Start-ups in the Life Sciences field are frequently financed through a combination of equity securities with different rights to its holders. There are several economic rationales behind preferred rights for large investors. Whereas certain (e.g. non-participating) preferential rights serve primarily as a protection of the preferred shareholder’s investments in liquidation- or distressed exit cases, other preferred rights are a non-transparent way to increase the return of the preferred shareholders in all exit cases, at the cost of the common shareholders. In our view as Mergers & Acquisitions (M&A) advisors, it is essential to understand the effects of such rights in an M&A or financing transaction.
Hoffmann & Partner have analysed the use of preferred rights amongst life sciences start-ups in Switzerland in the last few years. The data and information we use in our newsletters are all based on public sources. We did not use transaction data known to us due to our own M&A and advisory activities. In the newsletter of this month, we start the publication of our results with some basics about preferential rights.
This first part focuses on the different types of preferred shares, which are often used in financing structures.

════════════════════

▶ **LIST OF TASKS**:
• a. Copy out the newsletter text on preferred rights between "Hoffmann & Partner" and "in financing structures.", inclusive.
• b. In the newsletter text on preferred rights, what are the data and information used in the newsletters based on?

▶ **RECORDS SHOWN**:

════════════════════

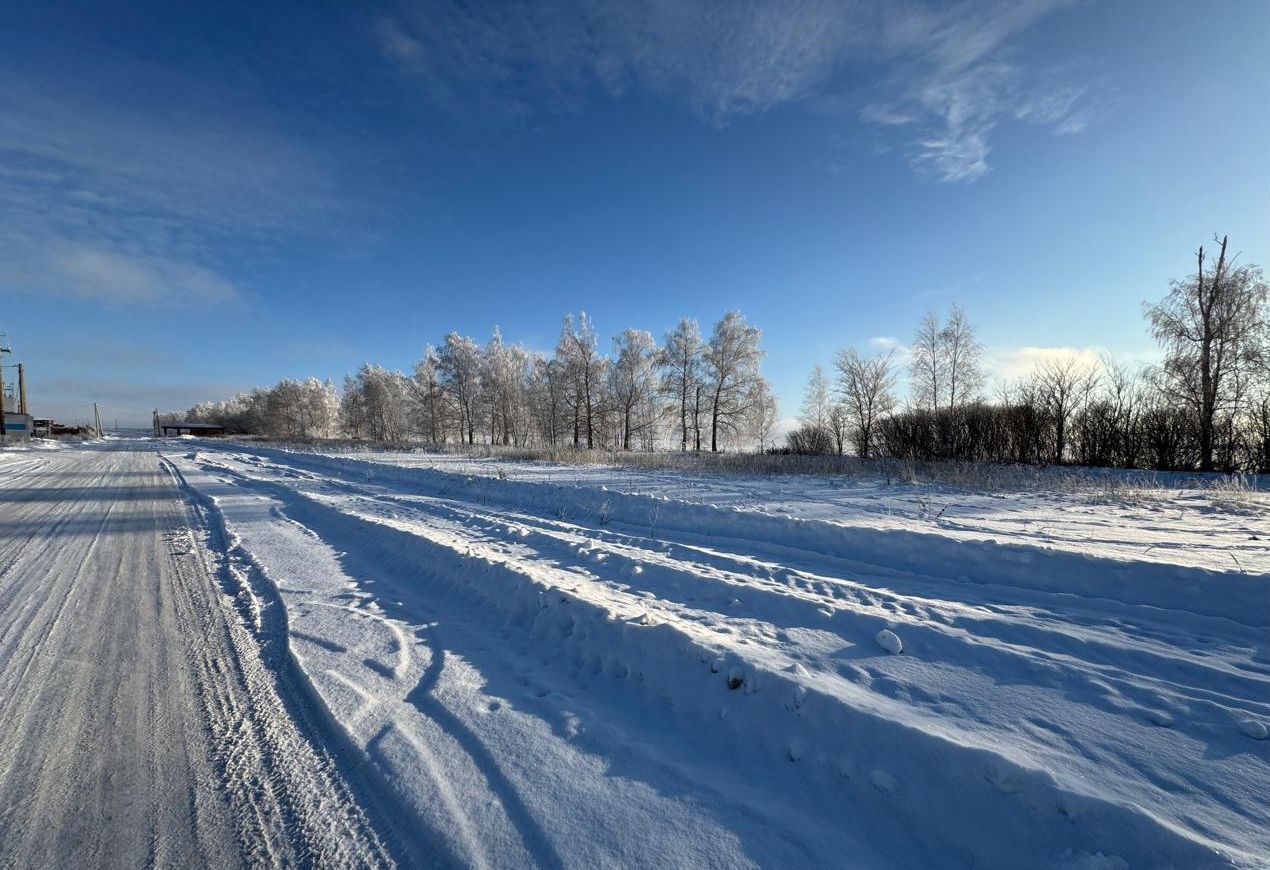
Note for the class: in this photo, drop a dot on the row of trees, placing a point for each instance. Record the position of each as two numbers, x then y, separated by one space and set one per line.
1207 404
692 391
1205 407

════════════════════

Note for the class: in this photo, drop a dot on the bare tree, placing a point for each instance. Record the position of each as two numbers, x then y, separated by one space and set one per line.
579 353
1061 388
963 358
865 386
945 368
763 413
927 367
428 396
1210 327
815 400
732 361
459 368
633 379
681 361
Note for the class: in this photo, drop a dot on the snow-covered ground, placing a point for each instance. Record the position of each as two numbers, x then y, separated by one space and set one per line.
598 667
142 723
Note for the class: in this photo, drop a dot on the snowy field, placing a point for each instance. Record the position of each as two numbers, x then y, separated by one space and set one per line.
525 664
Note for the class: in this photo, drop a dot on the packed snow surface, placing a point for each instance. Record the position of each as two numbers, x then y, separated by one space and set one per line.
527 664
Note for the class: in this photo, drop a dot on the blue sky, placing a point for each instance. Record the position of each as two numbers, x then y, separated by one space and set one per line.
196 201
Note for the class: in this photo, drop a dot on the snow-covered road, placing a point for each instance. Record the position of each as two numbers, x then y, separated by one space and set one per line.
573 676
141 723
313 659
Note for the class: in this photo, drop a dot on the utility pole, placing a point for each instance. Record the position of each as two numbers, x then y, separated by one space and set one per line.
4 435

════════════════════

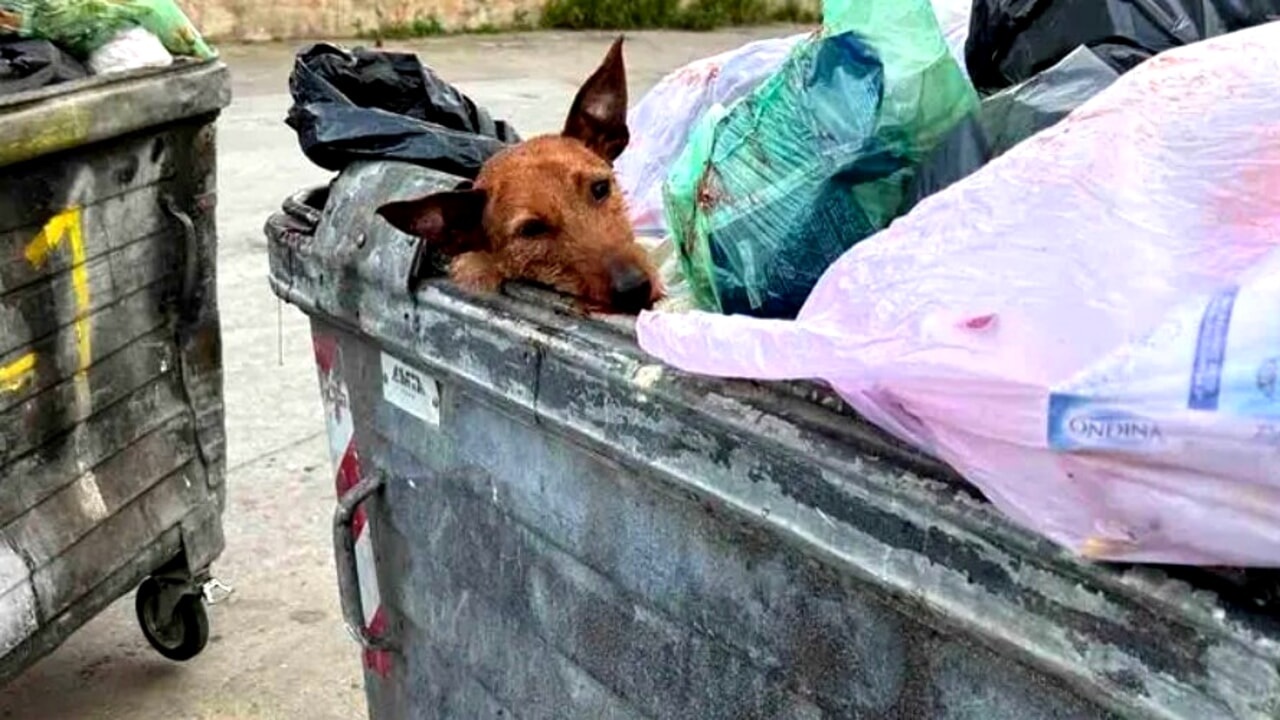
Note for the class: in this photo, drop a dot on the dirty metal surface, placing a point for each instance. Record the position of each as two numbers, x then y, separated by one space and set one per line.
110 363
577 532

════════════════════

▶ **ANSWERS TO THE EXERCISE**:
• a.
Hoffmann & Partner have analysed the use of preferred rights amongst life sciences start-ups in Switzerland in the last few years. The data and information we use in our newsletters are all based on public sources. We did not use transaction data known to us due to our own M&A and advisory activities. In the newsletter of this month, we start the publication of our results with some basics about preferential rights.
This first part focuses on the different types of preferred shares, which are often used in financing structures.

• b. They are all based on public sources.